This system was originally put together in the 80s and while a complete reimplementation from scratch in Python is possible, it wouldn't really give us that many benefits that we don't already have. We don't have to worry about algorithms all that much - we may just write an SQL query which takes care of things for us. One of the more complex things we do in new code is maybe two levels of $order, the equivalent of your for x in y loop.
We're programming on a level quite a bit higher than C, nor are we exposed to the sheer verbosity of Java, thank god. You think Caché ObjectScript is awful? I think Java is awful.
What Caché gives us is tight integration between the language and the database system, so in that way the choice isn't really between Caché ObjectScript and Python, it's more between PL/pgsql or PL/Python and Caché ObjectScript. Once you go there you'll realise that the code that's written in ObjectScript isn't really affected that much by the choice of programming language anyway. And PL/Python isn't really something you'd want to write a production system in anyway. Between that and built-in ORM, things really aren't that bad.
And 100x readability improvement is just wrong. Sorry, it is. Sure, that may apply to some old MUMPS code that survived the 70s when disk space was sparse but even this is fairly straightforward to expand into something quite readable. We do have syntax highlighting, function calls look the same, and assigning a value to an object is 'set object.Property = "blah"' instead of 'object.Property = "blah"', a difference that's quite trivial.
That's not to say the lack of libraries isn't annoying, but everything really important is there in the right places. I've written a decompressor for tar.gz in about 34 quite readable lines, with error handling and all. gzip is built in these days so it's really mostly .tar I needed to worry about. Alternatively, calling out is just a matter of $zf(cmdLine, -1). Similarly, I've just put chosen (https://github.com/harvesthq/chosen) into our web application, based on Caché. It was easy enough to do.

### SET OF TASKS:
1: Decide whether each statement below agrees with the comment on Caché ObjectScript, answering yes or no and quoting the words of the comment that settle it.
(a) The system was first built in the 1980s.
(b) The writer regards PL/Python as a good fit for a production system.
(c) The writer had to handle gzip decompression without built-in support.
2: Answer these questions from the comment on Caché ObjectScript.
(a) About how many lines did the writer's tar.gz decompressor take?
(b) What call does the writer give for calling out?
(c) What does the writer name as the equivalent of a for x in y loop?
3: Proceed with the comment on Caché ObjectScript by writing what comes after its final sentence.
The rows after this sentence are not needed.

Stored items:
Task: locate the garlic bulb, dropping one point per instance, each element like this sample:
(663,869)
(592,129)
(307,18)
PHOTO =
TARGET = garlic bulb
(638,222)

### RESULTS FOR THE EXERCISE:
1:
(a) Yes: "This system was originally put together in the 80s"
(b) No: "And PL/Python isn't really something you'd want to write a production system in anyway."
(c) No: "gzip is built in these days so it's really mostly .tar I needed to worry about."

2:
(a) About 34 lines.
(b) $zf(cmdLine, -1)
(c) $order

3:
And it's a pretty top-notch fast SQL implementation with a nice built-in language and a nice ORM and lots of other bonuses like full-text search and bitmap indices and OLAP cubes (yes, it speaks MDX even) if nothing else.
For one thing, there's not much of an incentive to port hundreds of thousands of lines of working legacy code to a different language just to make it more readable. Its age isn't a relevant issue either - sure, MUMPS debuted in 1966, but InterSystems Caché and GT.M are still being actively developed. Other databases are pretty old, too - the first version of Oracle was written in 1978.
If Caché had no strengths, I would agree with you, but as a non-relational database, it's pretty good. Sparse associative arrays are the default data structure, so it's very popular in, e.g., medical applications, where you would want to be able to store thousands of different things, but any given patient will only need a few of them.
> Sparse associative arrays are the default data structure, so it's very popular in, e.g., medical applications, where you would want to be able to store thousands of different things, but any given patient will only need a few of them.
Caché has really been moving away from that though... CacheStorage stores data in a big list in the *D globals.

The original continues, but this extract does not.